TEXT SECTION ->
Choice is not a luxury in 2024

Whether it’s shopping, entertainment or eating, the internet has meant we’re surrounded by endless choices in our day to day lives. But often, having so many options can feel a little, well, overwhelming. Across categories we’ve seen consumer preference change from a ‘more is more’ attitude to a push towards curation and personalisation. And this is why both AI and the algorithm have gained so much traction. The average household spends 10 minutes per day deciding what to watch on Netflix, whereas TikTok uses its algorithm to decide what content I already like so I don’t have to scroll endlessly through films I won’t like featuring Dwayne The Rock Johnson. Search is just the same. When compared to an LLM, the ten blue links at the top of Google represent a choice I increasingly don’t want to have to make. At its heart, the core value proposition of AI search is that it will give you one result that might be less accurate, but is a whole lot faster than sifting through ten different sites.

Google’s main problem

Google is really a victim of its own success in the search space. The giant is making so much return and continued dominance from its core business that you can understand why Alphabet was reluctant to change its offering beyond optimisation.  But innovation waits for no man and there comes a point where businesses must cannibalise their own offerings in order to stay on top. Have you listened to your ipod lately? Me neither. A master of foresight, Steve jobs decided to spin the existing ipod into an app on the iPhone in 2007, seeing that the future was application based early doors. It feels like Google should take a leaf out of Apple’s book – it’s time to innovate to stay ahead.

RECORD EXTRACTS ->
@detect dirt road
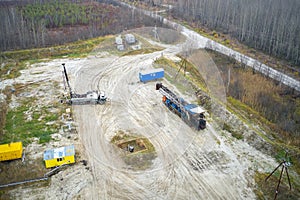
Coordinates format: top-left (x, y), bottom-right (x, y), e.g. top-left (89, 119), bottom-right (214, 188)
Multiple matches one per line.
top-left (73, 44), bottom-right (255, 199)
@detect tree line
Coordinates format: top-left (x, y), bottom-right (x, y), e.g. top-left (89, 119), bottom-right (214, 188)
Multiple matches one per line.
top-left (0, 0), bottom-right (161, 51)
top-left (172, 0), bottom-right (300, 65)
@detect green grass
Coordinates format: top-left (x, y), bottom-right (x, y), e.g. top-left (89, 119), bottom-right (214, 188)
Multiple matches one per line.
top-left (0, 36), bottom-right (112, 79)
top-left (1, 98), bottom-right (60, 146)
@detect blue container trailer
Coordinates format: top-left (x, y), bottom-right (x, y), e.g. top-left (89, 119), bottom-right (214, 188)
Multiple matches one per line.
top-left (139, 68), bottom-right (165, 83)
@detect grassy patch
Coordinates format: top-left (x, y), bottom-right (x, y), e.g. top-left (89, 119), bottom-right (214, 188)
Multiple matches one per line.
top-left (223, 123), bottom-right (244, 140)
top-left (111, 130), bottom-right (156, 170)
top-left (0, 36), bottom-right (111, 79)
top-left (1, 98), bottom-right (60, 146)
top-left (254, 170), bottom-right (300, 200)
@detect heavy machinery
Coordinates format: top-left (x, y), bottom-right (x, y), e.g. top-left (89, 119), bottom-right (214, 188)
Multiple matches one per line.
top-left (156, 83), bottom-right (206, 130)
top-left (62, 63), bottom-right (107, 105)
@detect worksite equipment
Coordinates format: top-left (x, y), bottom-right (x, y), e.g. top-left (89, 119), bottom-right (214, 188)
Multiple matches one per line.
top-left (139, 68), bottom-right (165, 83)
top-left (62, 63), bottom-right (107, 105)
top-left (156, 83), bottom-right (206, 130)
top-left (44, 145), bottom-right (75, 168)
top-left (0, 142), bottom-right (23, 161)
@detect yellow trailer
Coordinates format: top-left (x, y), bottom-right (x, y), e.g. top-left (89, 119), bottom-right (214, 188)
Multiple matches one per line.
top-left (0, 142), bottom-right (23, 161)
top-left (44, 145), bottom-right (75, 168)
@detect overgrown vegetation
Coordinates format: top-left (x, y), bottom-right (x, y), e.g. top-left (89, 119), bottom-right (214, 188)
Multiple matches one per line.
top-left (0, 0), bottom-right (164, 51)
top-left (111, 130), bottom-right (156, 170)
top-left (0, 98), bottom-right (61, 146)
top-left (0, 36), bottom-right (111, 79)
top-left (254, 170), bottom-right (300, 200)
top-left (208, 51), bottom-right (300, 146)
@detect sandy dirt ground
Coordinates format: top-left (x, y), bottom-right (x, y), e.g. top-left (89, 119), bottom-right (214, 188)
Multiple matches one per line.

WORK REQUEST 1 ->
According to the article on search and choice, how long does the average household spend each day deciding what to watch on Netflix?
WORK REQUEST 2 ->
Rewrite the paragraph of the article on search and choice that begins "Google is really a victim of its own success" as a short bulleted list that keeps its main facts.
WORK REQUEST 3 ->
Using the article on search and choice, explain why AI and the algorithm have gained so much traction.
The records are separate from the article on search and choice and have nothing to do with it.

WRITTEN RESPONSE 1 ->
10 minutes per day.

WRITTEN RESPONSE 2 ->
- Google is a victim of its own success in search.
- Its core business earns so much and keeps it so dominant that Alphabet has been reluctant to change its offering beyond optimization.
- Businesses must eventually cannibalize their own offerings to stay on top.
- In 2007, Steve Jobs turned the existing iPod into an app on the iPhone, seeing early that the future was application-based.
- Google should follow Apple's example and innovate to stay ahead.

WRITTEN RESPONSE 3 ->
The internet surrounds people with endless choices, and having so many options can feel overwhelming. As a result, consumer preference has shifted from a "more is more" attitude toward curation and personalization, which AI and algorithms provide.